- Activity
Produce a word-for-word copy of the line that contains "of the dormer" and each line after it through the end of the material, omitting pictures and all other lines.

- Data records
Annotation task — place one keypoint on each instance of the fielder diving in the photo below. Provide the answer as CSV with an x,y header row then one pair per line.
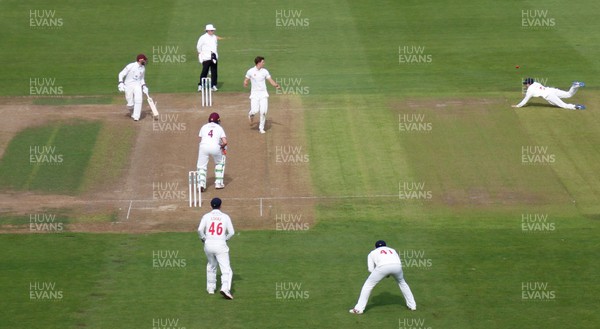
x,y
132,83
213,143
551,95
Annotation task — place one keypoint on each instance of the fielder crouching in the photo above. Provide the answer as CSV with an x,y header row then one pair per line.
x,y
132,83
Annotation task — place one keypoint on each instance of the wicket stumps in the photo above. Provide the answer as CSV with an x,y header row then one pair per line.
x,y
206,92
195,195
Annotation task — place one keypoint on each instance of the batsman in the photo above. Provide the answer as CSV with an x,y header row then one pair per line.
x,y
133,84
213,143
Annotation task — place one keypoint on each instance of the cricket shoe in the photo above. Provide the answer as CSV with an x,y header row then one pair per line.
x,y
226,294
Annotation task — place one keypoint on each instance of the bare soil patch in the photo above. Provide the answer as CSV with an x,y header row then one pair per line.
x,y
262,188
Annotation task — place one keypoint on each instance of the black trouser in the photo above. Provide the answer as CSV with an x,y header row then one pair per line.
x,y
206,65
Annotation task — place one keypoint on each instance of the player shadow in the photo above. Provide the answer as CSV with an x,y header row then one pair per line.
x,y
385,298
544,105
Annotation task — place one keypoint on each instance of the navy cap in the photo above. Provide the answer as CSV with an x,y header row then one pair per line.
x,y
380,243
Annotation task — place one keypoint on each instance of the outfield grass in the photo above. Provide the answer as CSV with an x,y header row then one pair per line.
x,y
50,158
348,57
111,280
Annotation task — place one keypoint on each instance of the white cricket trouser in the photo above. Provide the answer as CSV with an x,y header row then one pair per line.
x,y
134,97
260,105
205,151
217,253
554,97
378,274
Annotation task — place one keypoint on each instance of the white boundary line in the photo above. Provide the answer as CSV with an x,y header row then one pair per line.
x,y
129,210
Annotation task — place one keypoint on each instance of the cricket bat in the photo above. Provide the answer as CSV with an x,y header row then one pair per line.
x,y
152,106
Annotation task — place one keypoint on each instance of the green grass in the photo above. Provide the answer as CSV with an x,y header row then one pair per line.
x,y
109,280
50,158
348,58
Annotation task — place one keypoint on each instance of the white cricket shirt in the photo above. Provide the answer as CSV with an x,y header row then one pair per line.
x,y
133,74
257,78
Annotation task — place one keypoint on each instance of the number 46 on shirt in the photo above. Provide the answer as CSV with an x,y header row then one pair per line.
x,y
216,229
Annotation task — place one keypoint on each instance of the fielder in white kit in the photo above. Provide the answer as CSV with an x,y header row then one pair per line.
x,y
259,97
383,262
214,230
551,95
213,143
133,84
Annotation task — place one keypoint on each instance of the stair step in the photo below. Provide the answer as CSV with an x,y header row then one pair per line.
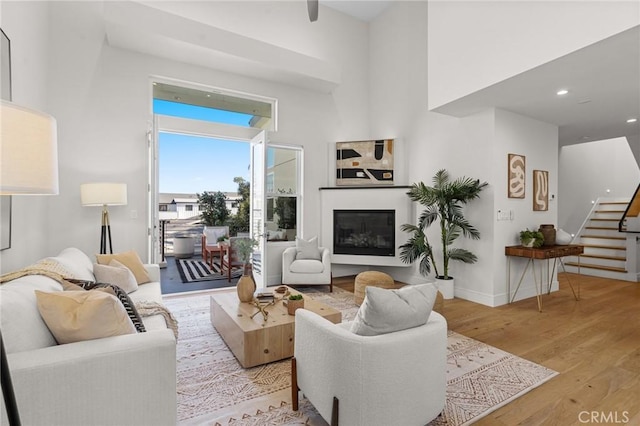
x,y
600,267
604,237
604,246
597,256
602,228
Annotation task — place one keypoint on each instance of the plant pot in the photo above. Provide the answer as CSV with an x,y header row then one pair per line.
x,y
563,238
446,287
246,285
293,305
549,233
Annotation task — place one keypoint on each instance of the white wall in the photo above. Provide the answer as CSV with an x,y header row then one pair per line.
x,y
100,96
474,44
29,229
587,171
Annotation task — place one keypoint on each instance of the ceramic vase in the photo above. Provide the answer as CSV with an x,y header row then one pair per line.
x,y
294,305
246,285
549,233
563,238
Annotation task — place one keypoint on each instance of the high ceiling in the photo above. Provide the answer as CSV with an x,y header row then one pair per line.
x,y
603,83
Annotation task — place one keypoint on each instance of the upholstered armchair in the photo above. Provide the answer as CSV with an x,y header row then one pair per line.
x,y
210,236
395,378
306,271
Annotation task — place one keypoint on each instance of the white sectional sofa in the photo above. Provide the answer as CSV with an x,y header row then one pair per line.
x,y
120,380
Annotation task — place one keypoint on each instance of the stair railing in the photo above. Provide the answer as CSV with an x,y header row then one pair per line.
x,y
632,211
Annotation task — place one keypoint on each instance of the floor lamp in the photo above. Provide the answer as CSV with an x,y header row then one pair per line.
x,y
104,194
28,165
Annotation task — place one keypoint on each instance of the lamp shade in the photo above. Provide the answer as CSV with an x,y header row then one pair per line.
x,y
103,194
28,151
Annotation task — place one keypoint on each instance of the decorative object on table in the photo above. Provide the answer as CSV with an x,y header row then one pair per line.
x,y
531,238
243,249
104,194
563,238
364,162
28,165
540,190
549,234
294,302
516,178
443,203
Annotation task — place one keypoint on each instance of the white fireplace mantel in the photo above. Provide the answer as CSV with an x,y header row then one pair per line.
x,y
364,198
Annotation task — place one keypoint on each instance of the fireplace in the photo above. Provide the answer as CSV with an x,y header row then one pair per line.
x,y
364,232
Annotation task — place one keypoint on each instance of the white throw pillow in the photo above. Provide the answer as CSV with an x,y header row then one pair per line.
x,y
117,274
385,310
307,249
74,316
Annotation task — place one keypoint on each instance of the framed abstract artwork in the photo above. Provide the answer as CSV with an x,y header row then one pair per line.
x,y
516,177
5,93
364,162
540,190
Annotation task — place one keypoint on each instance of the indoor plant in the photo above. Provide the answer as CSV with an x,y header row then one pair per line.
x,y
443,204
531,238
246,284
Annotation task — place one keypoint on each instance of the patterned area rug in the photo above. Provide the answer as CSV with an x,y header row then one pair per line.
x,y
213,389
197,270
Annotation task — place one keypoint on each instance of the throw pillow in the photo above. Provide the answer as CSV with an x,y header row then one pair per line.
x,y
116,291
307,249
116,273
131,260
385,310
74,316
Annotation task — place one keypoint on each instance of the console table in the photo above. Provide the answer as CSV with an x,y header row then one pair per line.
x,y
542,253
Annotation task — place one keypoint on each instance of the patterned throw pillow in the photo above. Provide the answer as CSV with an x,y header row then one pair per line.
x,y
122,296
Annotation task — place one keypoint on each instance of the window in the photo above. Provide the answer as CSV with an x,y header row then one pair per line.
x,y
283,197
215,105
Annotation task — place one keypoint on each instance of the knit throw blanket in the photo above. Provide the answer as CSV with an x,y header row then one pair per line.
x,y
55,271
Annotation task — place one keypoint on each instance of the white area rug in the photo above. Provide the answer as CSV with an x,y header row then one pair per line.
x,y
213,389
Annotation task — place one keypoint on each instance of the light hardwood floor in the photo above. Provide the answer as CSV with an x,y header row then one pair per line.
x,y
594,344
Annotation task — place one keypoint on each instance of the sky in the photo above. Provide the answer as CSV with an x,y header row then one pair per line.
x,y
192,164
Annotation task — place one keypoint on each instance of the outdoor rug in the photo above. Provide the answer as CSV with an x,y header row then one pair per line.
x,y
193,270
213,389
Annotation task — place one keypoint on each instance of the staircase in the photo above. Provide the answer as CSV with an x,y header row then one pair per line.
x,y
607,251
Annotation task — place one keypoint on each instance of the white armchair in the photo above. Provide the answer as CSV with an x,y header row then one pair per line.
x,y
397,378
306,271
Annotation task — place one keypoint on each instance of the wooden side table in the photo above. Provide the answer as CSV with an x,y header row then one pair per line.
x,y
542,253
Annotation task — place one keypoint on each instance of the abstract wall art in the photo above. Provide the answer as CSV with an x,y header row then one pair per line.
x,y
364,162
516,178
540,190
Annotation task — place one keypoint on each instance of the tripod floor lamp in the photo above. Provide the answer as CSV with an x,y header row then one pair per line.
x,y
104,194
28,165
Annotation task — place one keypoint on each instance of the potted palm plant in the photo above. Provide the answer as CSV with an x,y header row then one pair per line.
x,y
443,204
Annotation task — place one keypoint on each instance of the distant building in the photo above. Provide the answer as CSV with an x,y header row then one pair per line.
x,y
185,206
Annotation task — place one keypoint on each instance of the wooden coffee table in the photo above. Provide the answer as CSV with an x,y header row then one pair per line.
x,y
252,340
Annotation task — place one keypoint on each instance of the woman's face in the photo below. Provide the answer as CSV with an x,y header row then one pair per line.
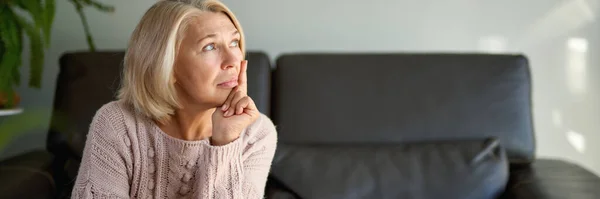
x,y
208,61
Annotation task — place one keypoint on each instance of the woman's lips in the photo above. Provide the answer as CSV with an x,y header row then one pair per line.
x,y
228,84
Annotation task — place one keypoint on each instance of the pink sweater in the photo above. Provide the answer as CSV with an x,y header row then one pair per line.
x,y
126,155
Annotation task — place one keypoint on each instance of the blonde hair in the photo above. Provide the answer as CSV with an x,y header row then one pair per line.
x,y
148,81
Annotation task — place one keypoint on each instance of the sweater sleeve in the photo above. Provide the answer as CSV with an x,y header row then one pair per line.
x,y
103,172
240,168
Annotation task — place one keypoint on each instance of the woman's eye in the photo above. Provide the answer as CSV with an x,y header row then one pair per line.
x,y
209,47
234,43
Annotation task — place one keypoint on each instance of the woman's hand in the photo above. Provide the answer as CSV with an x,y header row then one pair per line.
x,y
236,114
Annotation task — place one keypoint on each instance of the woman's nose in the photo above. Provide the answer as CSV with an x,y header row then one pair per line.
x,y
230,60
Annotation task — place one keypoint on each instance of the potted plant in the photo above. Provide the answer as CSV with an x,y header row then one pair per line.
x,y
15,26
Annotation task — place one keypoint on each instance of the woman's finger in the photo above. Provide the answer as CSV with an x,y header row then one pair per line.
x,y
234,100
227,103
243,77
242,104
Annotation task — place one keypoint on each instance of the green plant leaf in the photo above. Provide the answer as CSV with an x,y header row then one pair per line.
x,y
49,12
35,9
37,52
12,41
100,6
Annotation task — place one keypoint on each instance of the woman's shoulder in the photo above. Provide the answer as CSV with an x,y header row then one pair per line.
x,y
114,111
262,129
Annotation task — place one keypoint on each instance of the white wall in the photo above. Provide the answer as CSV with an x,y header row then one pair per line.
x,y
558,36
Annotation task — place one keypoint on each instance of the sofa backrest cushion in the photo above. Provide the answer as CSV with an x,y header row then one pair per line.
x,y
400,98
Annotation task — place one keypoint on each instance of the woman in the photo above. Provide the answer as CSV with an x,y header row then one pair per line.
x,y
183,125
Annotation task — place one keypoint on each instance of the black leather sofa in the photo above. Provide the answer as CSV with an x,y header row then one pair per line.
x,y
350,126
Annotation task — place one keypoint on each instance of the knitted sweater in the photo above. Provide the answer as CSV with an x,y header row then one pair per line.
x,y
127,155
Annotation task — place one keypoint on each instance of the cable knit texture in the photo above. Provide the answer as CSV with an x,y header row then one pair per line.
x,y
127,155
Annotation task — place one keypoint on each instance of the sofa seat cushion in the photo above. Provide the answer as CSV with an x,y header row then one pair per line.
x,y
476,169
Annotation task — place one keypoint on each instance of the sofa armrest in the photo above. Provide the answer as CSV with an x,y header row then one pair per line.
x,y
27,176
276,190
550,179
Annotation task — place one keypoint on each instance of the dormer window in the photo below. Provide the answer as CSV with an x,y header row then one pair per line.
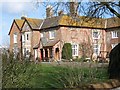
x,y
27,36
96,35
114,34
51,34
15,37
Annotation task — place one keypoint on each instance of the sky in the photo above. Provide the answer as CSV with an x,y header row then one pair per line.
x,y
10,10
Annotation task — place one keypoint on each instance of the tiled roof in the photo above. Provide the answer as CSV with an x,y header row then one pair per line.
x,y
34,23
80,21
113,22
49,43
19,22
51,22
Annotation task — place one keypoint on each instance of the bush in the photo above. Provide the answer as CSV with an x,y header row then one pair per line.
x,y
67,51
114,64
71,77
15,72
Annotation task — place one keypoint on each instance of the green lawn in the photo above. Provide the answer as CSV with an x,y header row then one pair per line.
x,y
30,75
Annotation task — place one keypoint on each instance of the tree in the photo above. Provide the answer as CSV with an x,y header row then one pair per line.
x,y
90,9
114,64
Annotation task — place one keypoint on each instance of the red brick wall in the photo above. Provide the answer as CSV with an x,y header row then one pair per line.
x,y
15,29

- Solution for this exercise
Annotation task — place one keypoint on each instance of the dormer window in the photo below. Provide the answer as CSV with an x,y header row then one pair per line.
x,y
27,36
96,35
114,34
51,34
15,37
Annotation task — place one keypoint on each instance of the sky in the photo above. Provide the answer as CSV with an x,y header row then one pair per line.
x,y
10,10
Annotation task — place one keypoint on each instance of the tiled roof in the photo above. Provide the answer as CSV with an x,y header row then one pair per line.
x,y
34,23
80,21
113,22
49,43
19,22
51,22
Annotation task — place one keypoint on each instance of the bush in the photo above. Provide the answer as CSV with an x,y header row then one pair per line.
x,y
67,51
114,64
71,77
15,72
Annotation task — place one keypoint on each instance of the green lawn in the photo above. Provide the answer as CSV with an x,y header row then one pair per line.
x,y
30,75
Annotation task — place one keypoint on each instance of the tree in the photo above. Provide the answer as CSV with an x,y header row then one pair per line.
x,y
90,9
114,64
Annotation task — place one keypoint on each instance of the red brick wall in the photo above. Provide the answer as CSV with an x,y header row then one pair per line.
x,y
15,29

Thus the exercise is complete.